**Zu bearbeitende Aufgaben**
• a. Geben Sie den Inhalt des Textauszugs über afrikanische Nationalstaaten in drei Sätzen wieder.
• b. Knüpfen Sie an den letzten Satz des Textauszugs über afrikanische Nationalstaaten an und schreiben Sie den Text weiter.

**Vorliegender Textauszug**

--

Eine Tendenz zur sprachlichen und kulturellen Assimilation ist dem Nationalstaat offenbar eingeschrieben. Doch ist sie kein unausweichliches Schicksal. Gegenwärtig wird besonders in Südafrika auf verschiedenen Ebenen darüber debattiert, wie die Vielfalt der Sprachen, aber auch der (vorgeblich) traditionalen Institutionen in den 1994 neu gegründeten Nationalstaat integriert werden kann. Das Konzept der Nation erscheint so als wesentlich offener, als häufig angenommen wird. Gerade Südafrika zeigt, dass damit auch überaus ernste Probleme verbunden sein können. Die gewalttätigen fremdenfeindlichen Ausbrüche im April und Mai 2009 reklamierten eine Abgrenzung auch im Hinblick auf Ansprüche an den Staat, die „Südafrikaner“ klar von „Ausländern“ unterschied. Wenige Kommentatoren bemerkten, dass der Jahre zuvor viel bemühte inner-südafrikanische Gegensatz zwischen „Xhosa“ und „Zulu“ jetzt anscheinend keine Rolle spielte. Dies unterstreicht einmal mehr, dass ethnisch kodierte Konflikte nicht zuletzt aus ganz spezifischen Situationen und Konstellationen entstehen und zuspitzen: Grenzziehungen und Identifikationen wechseln und verschieben sich in unterschiedlichen Konstellationen, und unterschiedliche Identifikationsmöglichkeiten werden dementsprechend aufgegriffen und radikalisiert. Das bedeutet nicht, dass sie etwa gänzlich fiktiv wären, doch ihre Bedeutung und damit auch ihre Form unterliegen situativer Veränderung.

Staat, Herrschaft, Krise

Die Bilanz der Nationalstaaten in Afrika fällt 50 Jahre nach der großen Welle der Unabhängigkeit widersprüchlicher aus als ein eindimensionaler Afro-Pessimismus nahelegt. Es kann kein Zweifel daran bestehen, dass die Hoffnungen auf eine nachholende Entwicklung bitter enttäuscht wurden. Erst recht gilt dies für den grundsätzlichen Umbau zu einer gerechteren Gesellschaft, den sich nationale Befreiungsbewegungen einmal auf ihre Fahnen geschrieben hatten, um die böse Erbschaft des Kolonialismus wahrhaft zu überwinden. Die Schuld an diesem Scheitern gegenüber den selbst gesteckten Zielen tragen sicherlich zu großen Teilen jene, die staatliche Führungspositionen besetzt und oft genug nicht mehr bewirkt haben als jenen bloßen Wechsel in der Hautfarbe der Herrschenden, den bereits Frantz Fanon beklagte. Die Nutzung des Staates als Mittel zur privaten Aneignung ist hier von zentraler Bedeutung. Unverkennbar hat aber auch das internationale Umfeld eine wesentliche Rolle gespielt: Afrikanische Eliten wurden im Kalten Krieg funktionalisiert, neokoloniale Macht- und Kontrollansprüche durchgesetzt und die Orientierung der afrikanischen Volkswirtschaften auf den Export von Primärprodukten festgeschrieben, mit allen Folgen geringer Beschäftigungs- und Qualifikationseffekte im eigenen Land und großer Risiken durch Nachfrage- und Preisschwankungen auf dem Weltmarkt; die problematischen Export Processing Zones können dies bestenfalls relativieren.

--

**Auszüge aus Material**
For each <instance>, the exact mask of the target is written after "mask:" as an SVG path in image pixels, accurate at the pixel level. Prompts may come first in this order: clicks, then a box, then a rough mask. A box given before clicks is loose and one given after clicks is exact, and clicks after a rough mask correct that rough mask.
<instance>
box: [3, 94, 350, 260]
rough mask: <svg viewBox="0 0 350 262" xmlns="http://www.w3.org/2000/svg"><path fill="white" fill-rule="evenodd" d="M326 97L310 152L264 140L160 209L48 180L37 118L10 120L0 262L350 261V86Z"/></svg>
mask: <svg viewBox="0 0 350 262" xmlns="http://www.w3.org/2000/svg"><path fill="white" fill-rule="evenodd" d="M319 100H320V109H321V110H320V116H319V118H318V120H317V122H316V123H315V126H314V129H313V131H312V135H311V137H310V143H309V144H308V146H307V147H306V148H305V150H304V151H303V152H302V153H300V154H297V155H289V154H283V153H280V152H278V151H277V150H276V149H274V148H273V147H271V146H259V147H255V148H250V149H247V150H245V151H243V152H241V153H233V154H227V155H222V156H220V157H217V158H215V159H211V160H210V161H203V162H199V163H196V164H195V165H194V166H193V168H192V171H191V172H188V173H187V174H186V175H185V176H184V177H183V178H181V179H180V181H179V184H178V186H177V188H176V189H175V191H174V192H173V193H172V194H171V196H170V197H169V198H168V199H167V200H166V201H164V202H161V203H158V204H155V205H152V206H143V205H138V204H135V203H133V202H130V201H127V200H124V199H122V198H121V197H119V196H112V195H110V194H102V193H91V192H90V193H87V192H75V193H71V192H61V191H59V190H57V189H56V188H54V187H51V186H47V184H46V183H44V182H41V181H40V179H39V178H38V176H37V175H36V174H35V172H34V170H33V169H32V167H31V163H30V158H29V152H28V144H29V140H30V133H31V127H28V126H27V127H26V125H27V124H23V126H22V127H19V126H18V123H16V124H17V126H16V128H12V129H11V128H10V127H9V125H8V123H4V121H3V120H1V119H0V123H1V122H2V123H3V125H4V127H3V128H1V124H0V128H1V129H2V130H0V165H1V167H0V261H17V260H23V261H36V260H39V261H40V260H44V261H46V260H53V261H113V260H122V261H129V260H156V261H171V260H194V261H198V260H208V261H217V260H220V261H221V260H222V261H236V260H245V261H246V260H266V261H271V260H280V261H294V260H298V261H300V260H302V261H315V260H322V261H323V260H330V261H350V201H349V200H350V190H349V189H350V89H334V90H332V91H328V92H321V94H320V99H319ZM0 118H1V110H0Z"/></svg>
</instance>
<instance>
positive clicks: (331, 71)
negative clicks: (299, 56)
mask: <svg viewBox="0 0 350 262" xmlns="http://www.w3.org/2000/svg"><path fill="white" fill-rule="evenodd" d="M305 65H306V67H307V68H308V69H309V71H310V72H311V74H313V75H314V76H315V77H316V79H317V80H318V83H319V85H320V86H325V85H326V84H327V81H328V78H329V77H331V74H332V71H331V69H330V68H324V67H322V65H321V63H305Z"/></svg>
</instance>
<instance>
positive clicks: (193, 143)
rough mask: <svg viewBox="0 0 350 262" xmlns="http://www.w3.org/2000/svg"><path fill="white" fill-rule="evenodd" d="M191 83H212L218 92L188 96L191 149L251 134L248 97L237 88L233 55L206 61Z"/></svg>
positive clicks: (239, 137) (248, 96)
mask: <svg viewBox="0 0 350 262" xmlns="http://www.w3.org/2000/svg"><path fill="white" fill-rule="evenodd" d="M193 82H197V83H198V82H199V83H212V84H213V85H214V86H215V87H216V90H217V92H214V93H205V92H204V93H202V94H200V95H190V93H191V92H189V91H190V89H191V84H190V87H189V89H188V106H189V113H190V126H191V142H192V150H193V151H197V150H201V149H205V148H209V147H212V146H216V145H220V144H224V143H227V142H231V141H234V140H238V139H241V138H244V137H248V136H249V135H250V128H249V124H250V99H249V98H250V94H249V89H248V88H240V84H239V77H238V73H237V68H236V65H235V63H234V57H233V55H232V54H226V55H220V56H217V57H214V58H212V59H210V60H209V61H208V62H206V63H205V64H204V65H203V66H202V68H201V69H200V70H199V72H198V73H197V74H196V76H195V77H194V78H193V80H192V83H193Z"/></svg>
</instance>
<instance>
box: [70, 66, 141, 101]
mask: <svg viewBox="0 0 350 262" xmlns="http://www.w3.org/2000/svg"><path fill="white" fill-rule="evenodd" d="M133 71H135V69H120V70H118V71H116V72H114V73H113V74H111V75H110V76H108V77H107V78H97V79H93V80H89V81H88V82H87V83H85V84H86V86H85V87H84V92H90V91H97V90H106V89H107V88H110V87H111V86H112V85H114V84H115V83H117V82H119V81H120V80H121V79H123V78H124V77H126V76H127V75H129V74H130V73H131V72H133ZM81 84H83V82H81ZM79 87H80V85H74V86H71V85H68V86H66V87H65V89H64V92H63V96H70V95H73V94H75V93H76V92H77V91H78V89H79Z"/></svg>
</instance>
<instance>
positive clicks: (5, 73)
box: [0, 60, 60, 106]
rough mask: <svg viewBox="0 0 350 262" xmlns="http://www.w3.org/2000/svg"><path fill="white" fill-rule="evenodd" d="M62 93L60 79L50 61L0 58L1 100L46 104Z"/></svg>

--

**Lösungen zur Übung**
• a. Dem Nationalstaat ist eine Tendenz zur sprachlichen und kulturellen Assimilation eingeschrieben, doch in Südafrika wird debattiert, wie die Vielfalt der Sprachen und der traditionalen Institutionen in den 1994 gegründeten Staat integriert werden kann. Die fremdenfeindlichen Ausbrüche im April und Mai 2009, bei denen der frühere Gegensatz zwischen „Xhosa“ und „Zulu“ keine Rolle spielte, unterstreichen, dass ethnisch kodierte Konflikte aus spezifischen Konstellationen entstehen und Grenzziehungen sich situativ verschieben. Die Bilanz der afrikanischen Nationalstaaten fällt 50 Jahre nach der Unabhängigkeit widersprüchlich aus, wobei die Schuld am Scheitern zu großen Teilen bei den staatlichen Führungskräften liegt, das internationale Umfeld aber ebenfalls eine wesentliche Rolle gespielt hat.

• b.
Die Krisen Afrikas sind durchaus real, und ihre Profiteure sitzen ebenso gut in den lokalen Regierungspalästen wie in den Zentralen transnationaler Konzerne. Diejenigen, die sich um ihres Überlebens willen mit den Folgen herumzuschlagen haben, verfolgen dabei eine Vielzahl von Strategien. Zu den verschiedensten Aktivitäten im informellen Sektor und in der Subsistenzproduktion kommt die Nutzung unterschiedlicher Chancen zur Absicherung in einer oft permanent prekären Lage. Die Patronage eines Mächtigen oder die Zugehörigkeit zu seiner Klientel können hier entscheidend sein. In diesem Rahmen gewinnen neben anderen Möglichkeiten auch ethnische Identifikationen ihre Bedeutung und ihre Brisanz. Das gilt vornehmlich bei Konflikten um Ressourcen und Einfluss bis hin zur Besetzung entscheidender staatlicher Positionen. Derlei ethnische Identifikationen lassen sich aber auch trefflich dazu mobilisieren, die Konkurrenz um die Verfügung über die Schaltstellen staatlicher Macht zu organisieren und bei Bedarf entlang scharf gezogener Konfrontationslinien zu forcieren.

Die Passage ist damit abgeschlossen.